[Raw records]
▬▬▬▬▬▬
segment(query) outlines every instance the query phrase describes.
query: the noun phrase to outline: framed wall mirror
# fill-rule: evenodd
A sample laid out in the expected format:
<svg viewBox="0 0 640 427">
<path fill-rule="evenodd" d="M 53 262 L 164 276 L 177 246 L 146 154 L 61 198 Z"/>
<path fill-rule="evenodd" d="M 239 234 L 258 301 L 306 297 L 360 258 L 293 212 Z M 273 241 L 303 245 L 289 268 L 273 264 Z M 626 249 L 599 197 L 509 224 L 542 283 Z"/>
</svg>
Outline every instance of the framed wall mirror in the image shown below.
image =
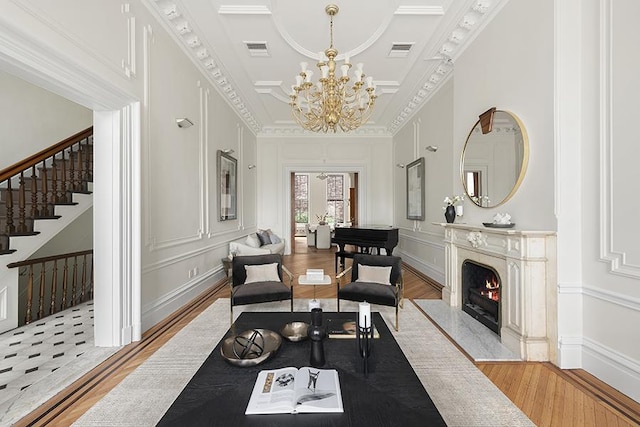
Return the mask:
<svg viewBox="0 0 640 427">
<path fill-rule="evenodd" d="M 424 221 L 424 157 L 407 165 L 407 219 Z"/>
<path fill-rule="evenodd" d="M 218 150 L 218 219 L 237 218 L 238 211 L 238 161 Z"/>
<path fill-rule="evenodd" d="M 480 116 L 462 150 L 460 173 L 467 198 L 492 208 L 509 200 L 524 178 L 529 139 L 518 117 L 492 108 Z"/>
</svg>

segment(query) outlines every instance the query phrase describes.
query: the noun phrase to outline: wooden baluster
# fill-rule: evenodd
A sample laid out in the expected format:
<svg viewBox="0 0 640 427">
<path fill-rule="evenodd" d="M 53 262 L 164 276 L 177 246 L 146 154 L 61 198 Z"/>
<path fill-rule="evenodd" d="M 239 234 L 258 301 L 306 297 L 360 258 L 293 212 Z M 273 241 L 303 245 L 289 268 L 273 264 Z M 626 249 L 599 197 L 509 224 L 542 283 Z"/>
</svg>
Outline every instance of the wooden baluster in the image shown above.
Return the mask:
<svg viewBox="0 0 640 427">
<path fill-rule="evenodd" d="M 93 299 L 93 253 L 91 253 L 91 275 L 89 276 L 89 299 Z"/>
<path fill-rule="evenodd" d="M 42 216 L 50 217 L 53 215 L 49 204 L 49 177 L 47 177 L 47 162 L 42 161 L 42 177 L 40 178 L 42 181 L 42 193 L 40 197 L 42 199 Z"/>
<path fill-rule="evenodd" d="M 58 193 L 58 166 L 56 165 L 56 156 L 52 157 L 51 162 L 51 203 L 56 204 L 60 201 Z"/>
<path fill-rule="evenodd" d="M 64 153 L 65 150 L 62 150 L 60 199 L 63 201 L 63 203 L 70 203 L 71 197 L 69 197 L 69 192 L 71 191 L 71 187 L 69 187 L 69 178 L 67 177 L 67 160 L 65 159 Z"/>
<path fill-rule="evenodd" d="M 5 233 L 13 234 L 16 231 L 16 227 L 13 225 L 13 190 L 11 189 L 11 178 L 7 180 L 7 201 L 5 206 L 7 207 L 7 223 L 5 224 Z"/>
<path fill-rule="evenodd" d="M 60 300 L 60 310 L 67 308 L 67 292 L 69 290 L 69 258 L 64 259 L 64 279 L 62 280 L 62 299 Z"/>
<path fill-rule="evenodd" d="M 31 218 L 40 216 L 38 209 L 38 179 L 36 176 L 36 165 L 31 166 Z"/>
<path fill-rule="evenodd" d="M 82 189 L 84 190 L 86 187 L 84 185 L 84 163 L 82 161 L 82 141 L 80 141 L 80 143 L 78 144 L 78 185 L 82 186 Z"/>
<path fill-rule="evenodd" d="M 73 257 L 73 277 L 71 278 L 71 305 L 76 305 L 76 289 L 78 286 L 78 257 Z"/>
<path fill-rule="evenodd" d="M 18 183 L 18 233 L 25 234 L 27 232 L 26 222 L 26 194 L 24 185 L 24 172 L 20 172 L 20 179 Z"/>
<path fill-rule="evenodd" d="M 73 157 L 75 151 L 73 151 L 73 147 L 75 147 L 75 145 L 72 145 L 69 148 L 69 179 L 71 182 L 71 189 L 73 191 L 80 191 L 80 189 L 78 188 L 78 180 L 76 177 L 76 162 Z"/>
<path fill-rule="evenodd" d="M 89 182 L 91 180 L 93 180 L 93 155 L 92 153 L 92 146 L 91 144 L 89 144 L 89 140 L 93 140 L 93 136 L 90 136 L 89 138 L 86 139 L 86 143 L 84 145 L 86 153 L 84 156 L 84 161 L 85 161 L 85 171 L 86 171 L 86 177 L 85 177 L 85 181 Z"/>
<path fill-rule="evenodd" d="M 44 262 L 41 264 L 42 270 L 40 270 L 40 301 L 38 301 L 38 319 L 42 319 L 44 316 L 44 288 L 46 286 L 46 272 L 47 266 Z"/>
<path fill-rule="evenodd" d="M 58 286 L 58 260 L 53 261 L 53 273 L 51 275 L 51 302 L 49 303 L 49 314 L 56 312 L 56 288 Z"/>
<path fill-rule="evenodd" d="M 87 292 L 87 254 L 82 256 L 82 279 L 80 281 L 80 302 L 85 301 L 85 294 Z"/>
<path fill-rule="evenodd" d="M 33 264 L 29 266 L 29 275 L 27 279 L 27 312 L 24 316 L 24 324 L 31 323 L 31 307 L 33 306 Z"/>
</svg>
▬▬▬▬▬▬
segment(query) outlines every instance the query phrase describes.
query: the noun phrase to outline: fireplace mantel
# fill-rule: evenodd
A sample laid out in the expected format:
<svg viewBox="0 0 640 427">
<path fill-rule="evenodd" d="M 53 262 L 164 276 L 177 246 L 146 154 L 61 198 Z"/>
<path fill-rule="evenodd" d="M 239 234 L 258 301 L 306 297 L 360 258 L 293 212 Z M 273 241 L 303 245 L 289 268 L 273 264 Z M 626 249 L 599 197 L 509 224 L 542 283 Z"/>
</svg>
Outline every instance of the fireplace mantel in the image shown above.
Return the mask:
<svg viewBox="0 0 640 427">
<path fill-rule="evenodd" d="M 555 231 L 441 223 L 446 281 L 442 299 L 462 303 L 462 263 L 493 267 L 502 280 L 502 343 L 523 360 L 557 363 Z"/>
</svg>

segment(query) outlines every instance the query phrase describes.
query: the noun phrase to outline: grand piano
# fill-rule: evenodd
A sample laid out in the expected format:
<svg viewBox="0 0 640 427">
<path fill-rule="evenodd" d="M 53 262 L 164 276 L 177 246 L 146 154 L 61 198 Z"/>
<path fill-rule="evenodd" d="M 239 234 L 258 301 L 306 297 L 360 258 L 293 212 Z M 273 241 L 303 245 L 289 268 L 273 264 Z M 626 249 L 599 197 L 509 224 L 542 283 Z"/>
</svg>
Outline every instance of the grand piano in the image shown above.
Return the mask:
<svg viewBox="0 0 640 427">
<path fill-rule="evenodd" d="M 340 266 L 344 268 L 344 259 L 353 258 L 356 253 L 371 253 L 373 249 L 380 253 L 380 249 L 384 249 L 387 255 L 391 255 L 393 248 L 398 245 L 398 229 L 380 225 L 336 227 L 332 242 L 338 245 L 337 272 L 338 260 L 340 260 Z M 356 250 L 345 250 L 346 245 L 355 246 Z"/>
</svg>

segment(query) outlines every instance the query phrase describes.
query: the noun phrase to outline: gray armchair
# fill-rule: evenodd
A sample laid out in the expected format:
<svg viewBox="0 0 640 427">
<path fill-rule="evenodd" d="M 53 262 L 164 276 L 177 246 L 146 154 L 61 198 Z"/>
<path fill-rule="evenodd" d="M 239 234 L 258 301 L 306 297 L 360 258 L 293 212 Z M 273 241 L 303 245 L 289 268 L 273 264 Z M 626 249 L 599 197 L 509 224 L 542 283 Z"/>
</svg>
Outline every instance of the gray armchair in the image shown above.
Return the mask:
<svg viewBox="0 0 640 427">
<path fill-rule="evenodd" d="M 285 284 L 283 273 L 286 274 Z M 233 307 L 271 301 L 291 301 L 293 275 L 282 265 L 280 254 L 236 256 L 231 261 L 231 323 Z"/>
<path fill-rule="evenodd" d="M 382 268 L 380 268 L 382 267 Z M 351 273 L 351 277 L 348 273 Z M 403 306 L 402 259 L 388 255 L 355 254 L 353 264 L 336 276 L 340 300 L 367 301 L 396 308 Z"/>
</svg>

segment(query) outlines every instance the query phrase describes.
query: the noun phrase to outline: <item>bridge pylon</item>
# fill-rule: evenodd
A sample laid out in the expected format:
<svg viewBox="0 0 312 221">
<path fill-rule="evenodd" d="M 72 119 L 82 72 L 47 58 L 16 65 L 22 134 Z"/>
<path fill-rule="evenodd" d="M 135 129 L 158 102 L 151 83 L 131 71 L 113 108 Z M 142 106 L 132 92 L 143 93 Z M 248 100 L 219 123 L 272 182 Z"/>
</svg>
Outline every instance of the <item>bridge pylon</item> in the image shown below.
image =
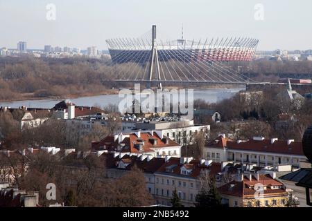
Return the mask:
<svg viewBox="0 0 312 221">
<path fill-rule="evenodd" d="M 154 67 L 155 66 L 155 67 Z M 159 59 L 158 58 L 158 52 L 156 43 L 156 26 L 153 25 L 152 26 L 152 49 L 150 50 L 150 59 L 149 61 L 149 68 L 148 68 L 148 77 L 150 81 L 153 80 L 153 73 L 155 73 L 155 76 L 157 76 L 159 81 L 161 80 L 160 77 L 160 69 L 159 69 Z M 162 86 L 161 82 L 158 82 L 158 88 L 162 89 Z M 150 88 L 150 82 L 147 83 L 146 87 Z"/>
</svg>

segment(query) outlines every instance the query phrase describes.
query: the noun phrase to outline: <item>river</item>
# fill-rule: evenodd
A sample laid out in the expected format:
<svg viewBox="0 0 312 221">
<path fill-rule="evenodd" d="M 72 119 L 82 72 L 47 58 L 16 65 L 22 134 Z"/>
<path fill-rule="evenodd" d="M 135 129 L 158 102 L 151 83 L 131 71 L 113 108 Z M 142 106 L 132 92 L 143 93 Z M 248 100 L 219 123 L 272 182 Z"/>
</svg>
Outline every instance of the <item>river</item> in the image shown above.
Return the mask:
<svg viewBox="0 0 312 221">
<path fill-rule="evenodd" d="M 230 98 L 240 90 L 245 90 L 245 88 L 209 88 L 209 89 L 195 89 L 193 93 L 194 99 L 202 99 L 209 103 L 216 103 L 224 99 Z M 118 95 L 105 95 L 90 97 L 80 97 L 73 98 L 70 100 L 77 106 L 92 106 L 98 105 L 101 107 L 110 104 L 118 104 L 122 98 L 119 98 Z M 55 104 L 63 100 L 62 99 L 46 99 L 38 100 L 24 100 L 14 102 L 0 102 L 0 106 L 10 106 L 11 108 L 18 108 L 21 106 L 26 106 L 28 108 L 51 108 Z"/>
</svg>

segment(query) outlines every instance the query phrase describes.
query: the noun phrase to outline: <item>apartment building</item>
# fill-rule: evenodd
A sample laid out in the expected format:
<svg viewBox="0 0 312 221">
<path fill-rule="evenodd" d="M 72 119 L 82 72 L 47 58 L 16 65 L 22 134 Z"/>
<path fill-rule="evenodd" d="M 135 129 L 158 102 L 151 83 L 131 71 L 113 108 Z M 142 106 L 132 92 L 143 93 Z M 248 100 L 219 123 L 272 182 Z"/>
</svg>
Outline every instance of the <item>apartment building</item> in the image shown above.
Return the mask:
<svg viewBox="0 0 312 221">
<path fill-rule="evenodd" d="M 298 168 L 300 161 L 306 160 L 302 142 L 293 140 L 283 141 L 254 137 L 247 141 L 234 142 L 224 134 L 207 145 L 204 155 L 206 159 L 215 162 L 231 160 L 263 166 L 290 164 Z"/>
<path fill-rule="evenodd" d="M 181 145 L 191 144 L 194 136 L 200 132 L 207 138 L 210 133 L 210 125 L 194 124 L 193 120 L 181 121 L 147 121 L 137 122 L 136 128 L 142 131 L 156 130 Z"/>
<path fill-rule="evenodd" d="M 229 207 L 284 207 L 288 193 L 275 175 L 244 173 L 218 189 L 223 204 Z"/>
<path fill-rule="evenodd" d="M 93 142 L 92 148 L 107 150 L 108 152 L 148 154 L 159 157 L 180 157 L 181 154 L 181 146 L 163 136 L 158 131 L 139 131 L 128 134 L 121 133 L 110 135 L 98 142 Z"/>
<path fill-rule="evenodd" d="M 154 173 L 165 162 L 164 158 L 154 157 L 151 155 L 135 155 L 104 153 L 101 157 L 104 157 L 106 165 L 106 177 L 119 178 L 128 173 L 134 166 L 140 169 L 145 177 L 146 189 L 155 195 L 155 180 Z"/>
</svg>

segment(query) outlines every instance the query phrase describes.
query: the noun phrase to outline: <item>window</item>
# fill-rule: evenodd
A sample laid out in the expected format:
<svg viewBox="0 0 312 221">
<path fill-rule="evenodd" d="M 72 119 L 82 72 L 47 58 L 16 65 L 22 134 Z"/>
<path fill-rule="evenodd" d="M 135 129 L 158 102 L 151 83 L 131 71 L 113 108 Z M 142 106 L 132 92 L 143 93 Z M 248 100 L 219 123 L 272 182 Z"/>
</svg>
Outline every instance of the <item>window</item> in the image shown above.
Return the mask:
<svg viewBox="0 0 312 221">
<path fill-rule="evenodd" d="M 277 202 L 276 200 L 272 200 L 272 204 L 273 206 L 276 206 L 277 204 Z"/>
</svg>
▬▬▬▬▬▬
Given exercise: List every line of the data above that contains the string "apartment", matching case exactly.

Expected answer:
query: the noun phrase to outline: <item>apartment building</item>
Outline every instance of the <item>apartment building</item> in the image shown above.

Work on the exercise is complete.